**DATA PROVIDED:**
**********

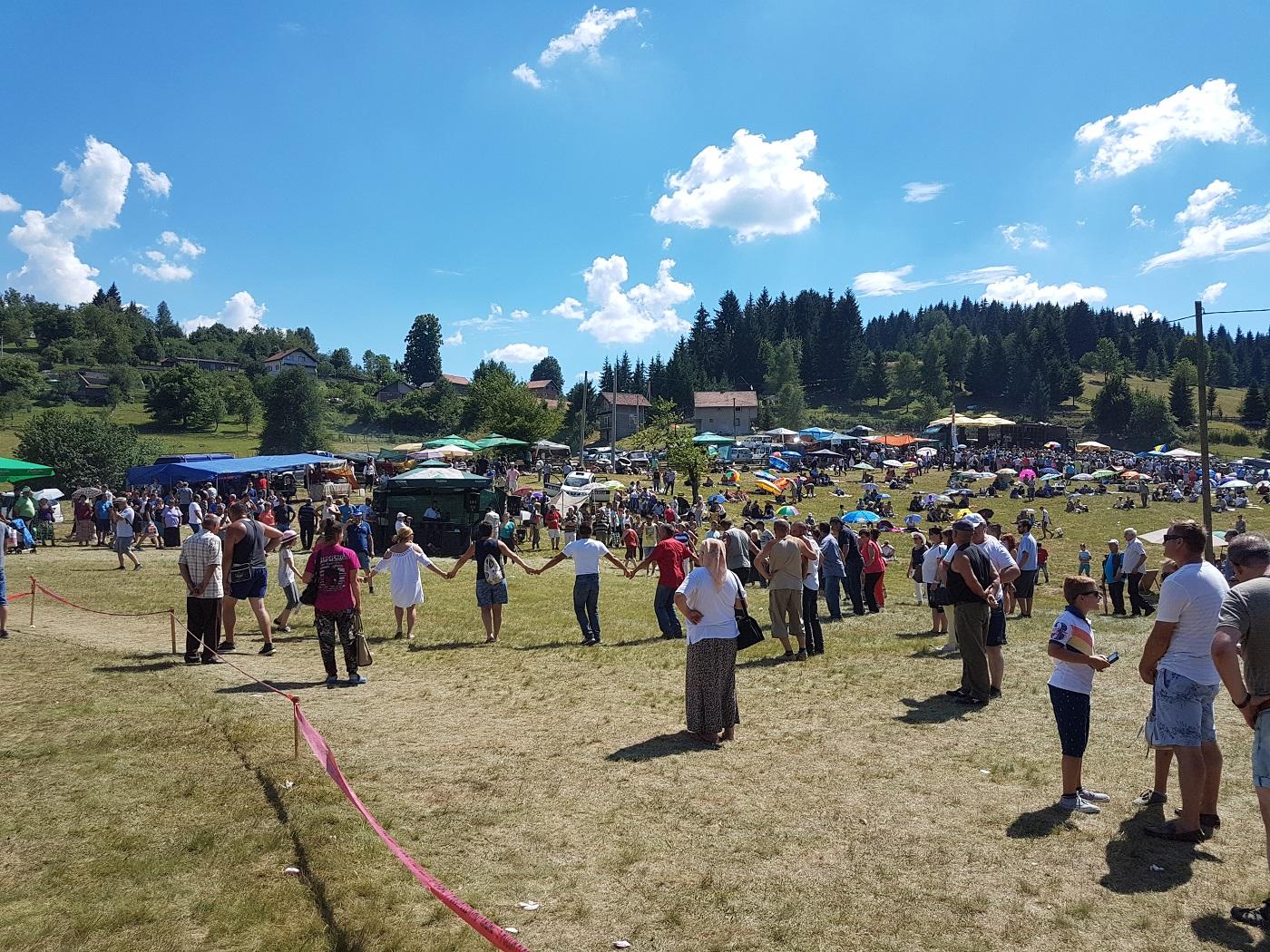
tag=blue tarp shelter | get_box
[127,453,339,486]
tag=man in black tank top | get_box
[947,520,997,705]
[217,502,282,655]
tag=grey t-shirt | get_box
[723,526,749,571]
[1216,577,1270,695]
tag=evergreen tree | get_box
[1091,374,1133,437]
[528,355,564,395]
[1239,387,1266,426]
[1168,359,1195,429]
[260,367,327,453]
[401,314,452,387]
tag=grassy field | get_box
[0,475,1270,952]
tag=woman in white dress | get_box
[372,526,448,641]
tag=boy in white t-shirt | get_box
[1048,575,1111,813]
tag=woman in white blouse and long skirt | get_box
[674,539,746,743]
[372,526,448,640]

**********

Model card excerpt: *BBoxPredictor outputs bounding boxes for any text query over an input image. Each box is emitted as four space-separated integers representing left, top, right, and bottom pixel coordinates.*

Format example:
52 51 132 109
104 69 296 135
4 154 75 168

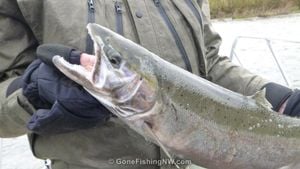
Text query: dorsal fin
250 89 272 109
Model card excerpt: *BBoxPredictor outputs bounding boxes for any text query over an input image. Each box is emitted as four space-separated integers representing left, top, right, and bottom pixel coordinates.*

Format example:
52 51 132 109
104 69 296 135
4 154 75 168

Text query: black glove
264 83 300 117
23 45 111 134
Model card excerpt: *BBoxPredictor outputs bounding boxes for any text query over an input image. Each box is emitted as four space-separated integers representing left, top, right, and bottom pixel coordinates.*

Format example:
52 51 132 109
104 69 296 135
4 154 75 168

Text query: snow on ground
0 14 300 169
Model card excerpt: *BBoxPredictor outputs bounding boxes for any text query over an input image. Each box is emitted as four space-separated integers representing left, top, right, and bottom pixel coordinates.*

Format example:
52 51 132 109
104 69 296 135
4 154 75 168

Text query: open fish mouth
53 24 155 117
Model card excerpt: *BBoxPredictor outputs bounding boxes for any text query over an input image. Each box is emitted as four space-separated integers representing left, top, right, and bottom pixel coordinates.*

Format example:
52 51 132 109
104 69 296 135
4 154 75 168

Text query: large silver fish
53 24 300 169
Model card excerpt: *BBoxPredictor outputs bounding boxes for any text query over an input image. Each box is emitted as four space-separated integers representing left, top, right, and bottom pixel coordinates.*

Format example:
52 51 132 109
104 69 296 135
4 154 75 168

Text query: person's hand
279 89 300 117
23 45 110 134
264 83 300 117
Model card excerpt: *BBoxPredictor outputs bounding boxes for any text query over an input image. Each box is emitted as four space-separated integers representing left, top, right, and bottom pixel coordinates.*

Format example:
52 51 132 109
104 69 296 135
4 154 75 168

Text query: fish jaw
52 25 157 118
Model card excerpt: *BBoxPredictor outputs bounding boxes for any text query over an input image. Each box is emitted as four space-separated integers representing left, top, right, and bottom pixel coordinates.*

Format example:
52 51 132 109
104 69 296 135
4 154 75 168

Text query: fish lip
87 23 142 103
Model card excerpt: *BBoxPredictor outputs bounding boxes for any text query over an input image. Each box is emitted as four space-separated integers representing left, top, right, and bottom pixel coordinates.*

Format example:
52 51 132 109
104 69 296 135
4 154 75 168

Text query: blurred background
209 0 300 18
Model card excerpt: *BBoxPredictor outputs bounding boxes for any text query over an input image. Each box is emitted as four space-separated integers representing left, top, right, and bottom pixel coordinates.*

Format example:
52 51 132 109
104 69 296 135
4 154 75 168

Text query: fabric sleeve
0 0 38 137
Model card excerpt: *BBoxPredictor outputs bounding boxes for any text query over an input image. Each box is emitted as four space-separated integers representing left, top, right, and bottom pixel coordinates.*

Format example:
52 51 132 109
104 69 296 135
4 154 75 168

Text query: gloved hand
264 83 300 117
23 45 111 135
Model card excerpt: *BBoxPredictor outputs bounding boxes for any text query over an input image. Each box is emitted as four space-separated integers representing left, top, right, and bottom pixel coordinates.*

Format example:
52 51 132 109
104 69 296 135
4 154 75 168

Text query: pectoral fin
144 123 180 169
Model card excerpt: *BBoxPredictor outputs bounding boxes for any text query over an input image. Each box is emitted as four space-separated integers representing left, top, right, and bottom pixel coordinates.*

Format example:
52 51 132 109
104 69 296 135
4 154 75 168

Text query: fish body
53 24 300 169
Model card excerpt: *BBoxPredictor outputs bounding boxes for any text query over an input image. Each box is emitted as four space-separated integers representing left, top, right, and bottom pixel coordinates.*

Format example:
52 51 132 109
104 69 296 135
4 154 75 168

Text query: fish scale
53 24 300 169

**********

**WRITTEN TASK:** Starting at the line containing "tag=grey t-shirt | get_box" and ending at the line containing "[1048,575,1111,813]", switch "evergreen tree" to "pine tree" and reproduce only those lines, with everything else left unchanged.

**ANSWER:**
tag=grey t-shirt | get_box
[723,526,749,571]
[1216,577,1270,695]
tag=pine tree | get_box
[1091,374,1133,437]
[528,355,564,395]
[1239,387,1266,426]
[1168,359,1195,429]
[260,367,327,453]
[401,314,452,387]
tag=grassy field | get_box
[0,475,1270,952]
tag=woman in white dress | get_box
[372,526,448,641]
tag=boy in white t-shirt | get_box
[1048,575,1111,813]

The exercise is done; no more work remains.